**PROBLEM DETAILS:** Continue the text on rate of force development and force plates from where it stops.

**DOCUMENT SECTION:**
○ ○ ○ ○

Rate of Force Development (RFD)
Rate of force development (RFD) is the ability of a muscle or muscle group to produce force quickly from a state of rest or low force. In other words, it is the rate at which force is generated during the early phase of a muscle contraction. RFD is an important measure of explosive strength and power in many athletic activities such as sprinting, jumping, and weightlifting.
RFD can be calculated as the slope of the force-time curve during the initial phase of muscle contraction. Typically, RFD is measured as the rate of force increase between 0 and 200 milliseconds (ms) from the onset of muscle contraction. This time frame is considered the "early phase" of muscle contraction and is where RFD is most relevant.
Reading Data Output from Force Plates
Force plates are instruments used to measure the forces exerted on the ground during various activities, including running, jumping, and weightlifting. Force plates can be used to analyze RFD by measuring the ground reaction forces (GRFs) that occur during the early phase of muscle contraction.
The data output from force plates typically includes the following measurements:
Vertical force (Fz): This is the force perpendicular to the ground and represents the weight of the object or individual being measured.
Anterior-posterior force (Fx): This is the force parallel to the ground and in the forward/backward direction.
Medial-lateral force (Fy): This is the force parallel to the ground and in the left/right direction.
By analyzing the force-time curve for each of these measurements, it is possible to determine the RFD.

○ ○ ○ ○

**RECORDED INFORMATION:**
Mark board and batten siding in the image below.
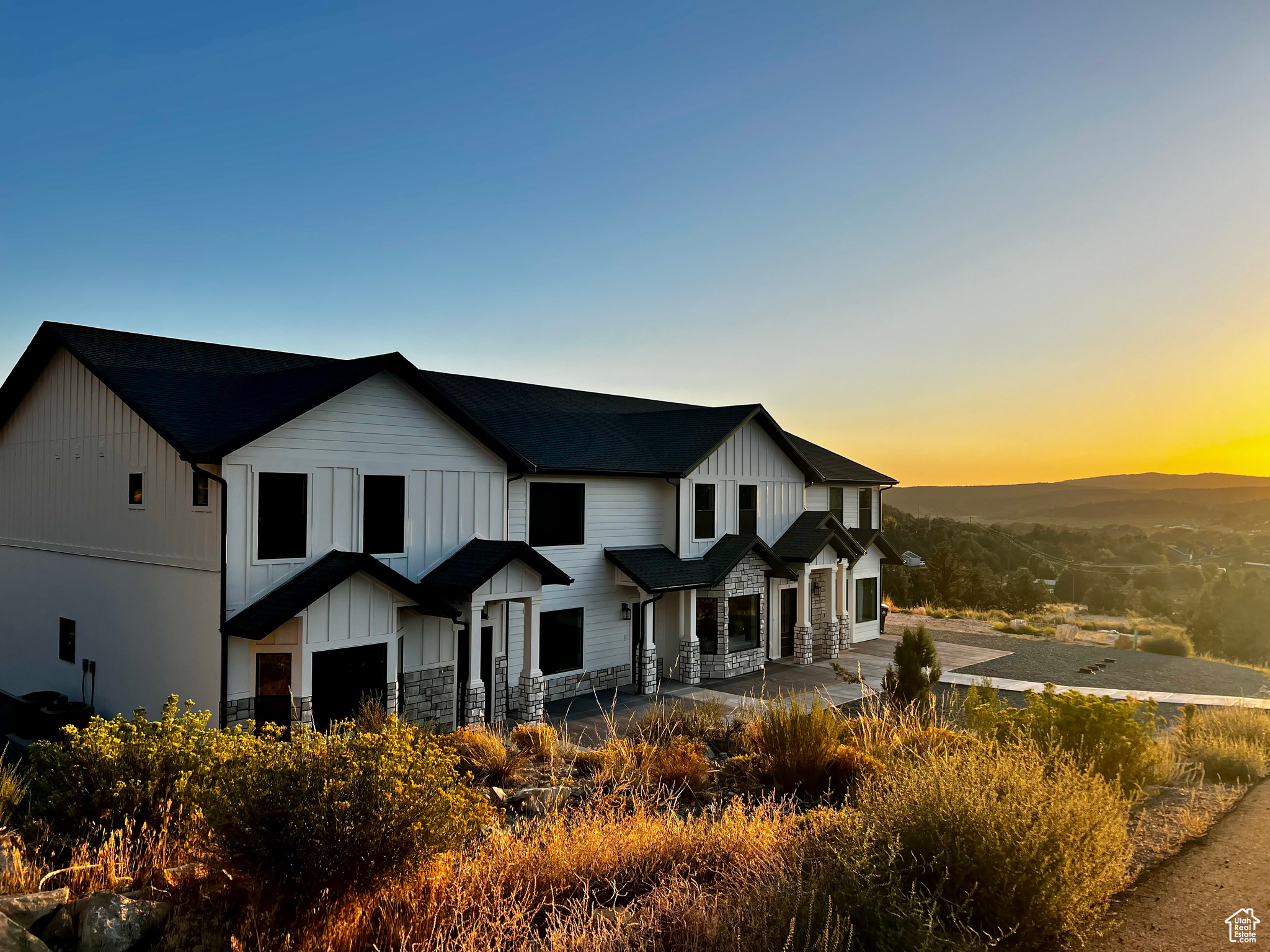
[672,420,805,558]
[507,475,674,684]
[223,373,507,614]
[0,349,221,571]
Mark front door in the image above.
[255,651,291,730]
[781,589,797,658]
[313,645,389,731]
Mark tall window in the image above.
[190,470,211,506]
[543,606,582,674]
[859,488,873,529]
[362,476,405,555]
[856,579,877,622]
[530,482,587,546]
[255,472,309,558]
[728,596,758,655]
[697,598,719,655]
[692,482,715,538]
[737,486,758,536]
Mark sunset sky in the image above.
[0,0,1270,485]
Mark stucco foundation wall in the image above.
[0,546,221,716]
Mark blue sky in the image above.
[0,1,1270,483]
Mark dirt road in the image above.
[1087,781,1270,952]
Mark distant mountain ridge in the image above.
[882,472,1270,532]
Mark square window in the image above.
[697,598,719,655]
[530,482,587,547]
[737,486,758,536]
[192,470,211,508]
[362,476,405,555]
[543,606,582,674]
[57,618,75,664]
[856,578,877,622]
[728,596,758,655]
[255,472,309,560]
[829,486,842,522]
[692,482,715,538]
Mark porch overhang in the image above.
[221,551,458,641]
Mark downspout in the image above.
[185,459,230,729]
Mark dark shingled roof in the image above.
[788,433,899,486]
[772,513,865,562]
[419,538,573,598]
[0,322,894,483]
[221,552,458,641]
[605,536,795,591]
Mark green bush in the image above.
[857,744,1133,948]
[202,717,492,907]
[29,694,234,837]
[964,685,1162,790]
[882,625,944,705]
[1138,631,1195,658]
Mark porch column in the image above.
[680,589,701,684]
[462,602,486,726]
[639,602,657,694]
[794,563,814,664]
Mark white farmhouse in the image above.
[0,324,899,728]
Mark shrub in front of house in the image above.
[201,717,493,909]
[857,743,1132,948]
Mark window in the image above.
[530,482,587,546]
[856,579,877,622]
[692,482,714,538]
[190,470,211,506]
[543,606,582,674]
[57,618,75,664]
[362,476,405,555]
[737,486,758,536]
[728,596,758,655]
[255,472,309,558]
[829,486,845,524]
[697,598,719,655]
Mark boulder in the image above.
[0,914,48,952]
[79,892,171,952]
[0,888,71,929]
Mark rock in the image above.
[39,906,75,948]
[0,888,71,929]
[79,892,171,952]
[0,914,48,952]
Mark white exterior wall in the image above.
[0,350,220,715]
[508,475,674,685]
[685,420,805,558]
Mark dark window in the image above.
[543,606,582,674]
[530,482,587,546]
[255,472,309,558]
[193,470,211,505]
[737,486,758,536]
[728,596,758,654]
[697,598,719,655]
[692,482,714,538]
[362,476,405,555]
[829,486,842,522]
[57,618,75,664]
[856,579,877,622]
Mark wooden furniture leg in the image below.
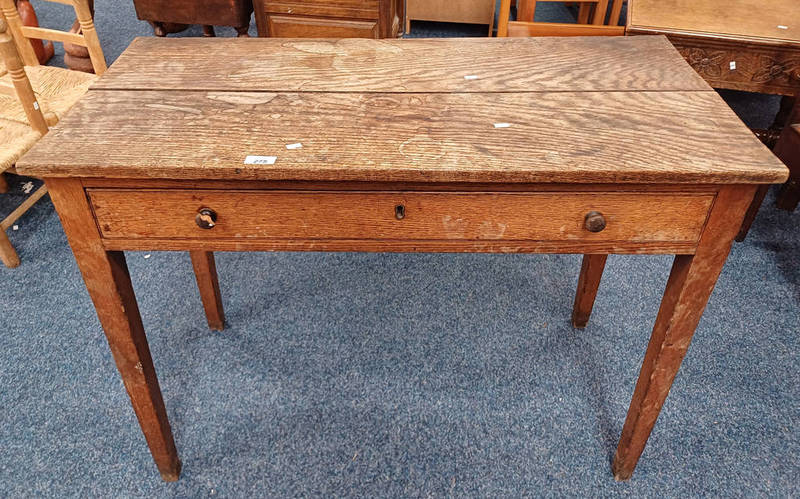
[189,251,225,331]
[612,186,757,480]
[47,179,181,481]
[736,185,769,242]
[572,255,608,329]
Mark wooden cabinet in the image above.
[254,0,404,38]
[406,0,495,36]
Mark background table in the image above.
[18,37,787,480]
[627,0,800,232]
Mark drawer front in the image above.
[87,188,714,243]
[267,15,379,38]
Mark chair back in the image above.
[497,0,625,37]
[0,18,48,135]
[0,0,107,76]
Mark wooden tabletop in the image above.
[628,0,800,45]
[17,36,787,183]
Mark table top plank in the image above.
[628,0,800,43]
[17,90,787,183]
[93,36,710,93]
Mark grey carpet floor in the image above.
[0,1,800,497]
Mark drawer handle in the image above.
[194,208,217,229]
[583,211,606,232]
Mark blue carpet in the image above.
[0,2,800,497]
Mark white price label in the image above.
[244,156,278,165]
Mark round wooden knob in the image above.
[583,211,606,232]
[194,208,217,229]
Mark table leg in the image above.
[46,179,181,481]
[0,228,20,269]
[572,255,608,329]
[612,186,757,480]
[189,251,225,331]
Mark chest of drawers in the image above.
[254,0,404,38]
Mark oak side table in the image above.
[17,36,787,480]
[626,0,800,227]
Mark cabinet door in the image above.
[267,15,379,38]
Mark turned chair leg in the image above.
[572,255,608,329]
[189,251,225,331]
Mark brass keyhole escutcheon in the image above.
[194,208,217,229]
[583,211,606,232]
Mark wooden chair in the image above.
[0,0,106,267]
[0,0,107,125]
[497,0,625,37]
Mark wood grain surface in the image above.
[628,0,800,45]
[93,37,709,93]
[17,90,788,183]
[88,189,714,242]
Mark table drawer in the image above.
[267,15,379,38]
[87,188,714,242]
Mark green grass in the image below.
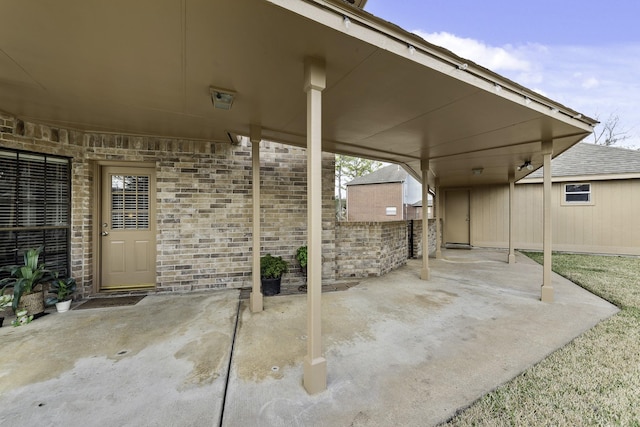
[447,253,640,426]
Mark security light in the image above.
[210,87,236,110]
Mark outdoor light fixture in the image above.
[210,87,236,110]
[518,160,533,171]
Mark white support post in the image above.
[540,141,554,302]
[420,159,430,280]
[434,178,442,259]
[507,170,516,264]
[302,58,327,394]
[249,125,263,313]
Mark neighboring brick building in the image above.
[347,165,431,221]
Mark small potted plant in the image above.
[47,271,76,313]
[296,245,307,281]
[0,294,13,328]
[11,308,33,326]
[260,254,289,296]
[0,246,50,315]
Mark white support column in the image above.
[540,141,553,302]
[507,170,516,264]
[302,58,327,394]
[420,159,430,280]
[249,125,263,313]
[434,178,442,259]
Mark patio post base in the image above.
[540,285,553,302]
[302,356,327,394]
[249,292,263,313]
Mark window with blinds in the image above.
[111,175,149,230]
[0,149,71,276]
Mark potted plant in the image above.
[47,271,76,313]
[260,254,289,296]
[0,246,50,316]
[11,308,33,326]
[296,245,307,279]
[296,245,307,292]
[0,294,13,328]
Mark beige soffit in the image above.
[0,0,595,187]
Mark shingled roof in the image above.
[346,165,408,186]
[521,142,640,181]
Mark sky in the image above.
[365,0,640,149]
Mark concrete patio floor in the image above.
[0,249,617,426]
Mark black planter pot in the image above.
[262,277,282,296]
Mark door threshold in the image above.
[444,243,473,249]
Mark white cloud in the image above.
[582,77,600,89]
[413,31,640,148]
[414,31,532,72]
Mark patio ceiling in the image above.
[0,0,595,186]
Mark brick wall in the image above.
[0,114,336,296]
[407,219,436,258]
[336,221,407,278]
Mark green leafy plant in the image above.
[296,245,307,268]
[260,254,289,279]
[11,310,33,327]
[47,271,76,305]
[0,246,50,311]
[0,294,13,311]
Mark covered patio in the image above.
[0,249,618,426]
[0,0,595,393]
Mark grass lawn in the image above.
[446,253,640,426]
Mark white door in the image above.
[98,166,156,290]
[444,190,471,245]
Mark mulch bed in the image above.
[74,295,145,310]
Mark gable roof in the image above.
[346,165,409,186]
[0,0,597,187]
[522,142,640,181]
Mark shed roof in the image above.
[522,142,640,181]
[346,165,409,186]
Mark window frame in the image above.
[562,182,594,206]
[0,147,72,276]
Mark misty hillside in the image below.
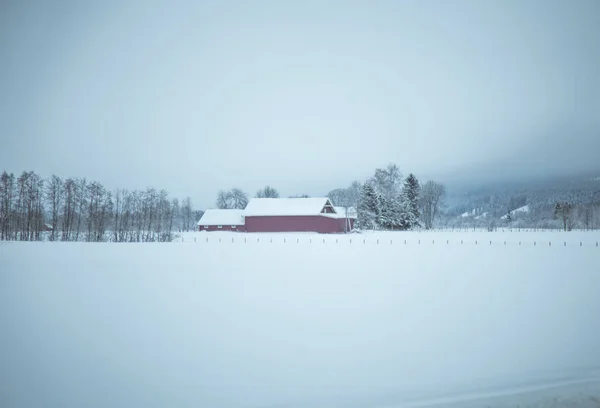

○ ○ ○ ○

**ANSWER BOX:**
Using Force Plates to Analyze RFD
To analyze RFD using force plates, the following steps can be taken:
Collect data using force plates during a specific activity, such as a vertical jump or a bench press.
Calculate the force-time curve for each of the GRFs measured by the force plates.
Identify the onset of muscle contraction (when the force begins to increase) and the peak force.
Calculate the RFD as the slope of the force-time curve between 0 and 200 ms from the onset of muscle contraction.
Repeat the analysis for multiple trials and take the average RFD.
Using Data from Force Plates to Determine Muscle Fiber Type and Training Needs
While force plates can be used to measure RFD, they cannot directly determine muscle fiber type. However, there is evidence to suggest that RFD is positively correlated with fast-twitch muscle fibers (type II fibers) (1).
To determine muscle fiber type, a muscle biopsy is typically performed and analyzed under a microscope. However, there are indirect measures that can be used to estimate muscle fiber type, such as electromyography (EMG) and velocity-based training.
EMG measures the electrical activity of muscle fibers and has been shown to be a reliable indicator of muscle fiber type (2). Velocity-based training involves measuring the speed of the bar during a lift and using this information to estimate the force produced by the lifter. This method has also been shown to be a reliable indicator of muscle fiber type (3).
Once muscle fiber type has been determined, training needs can be identified. For example, individuals with a higher proportion of fast-twitch muscle fibers may benefit from training methods that prioritize explosive power and strength, such as plyometrics and weightlifting.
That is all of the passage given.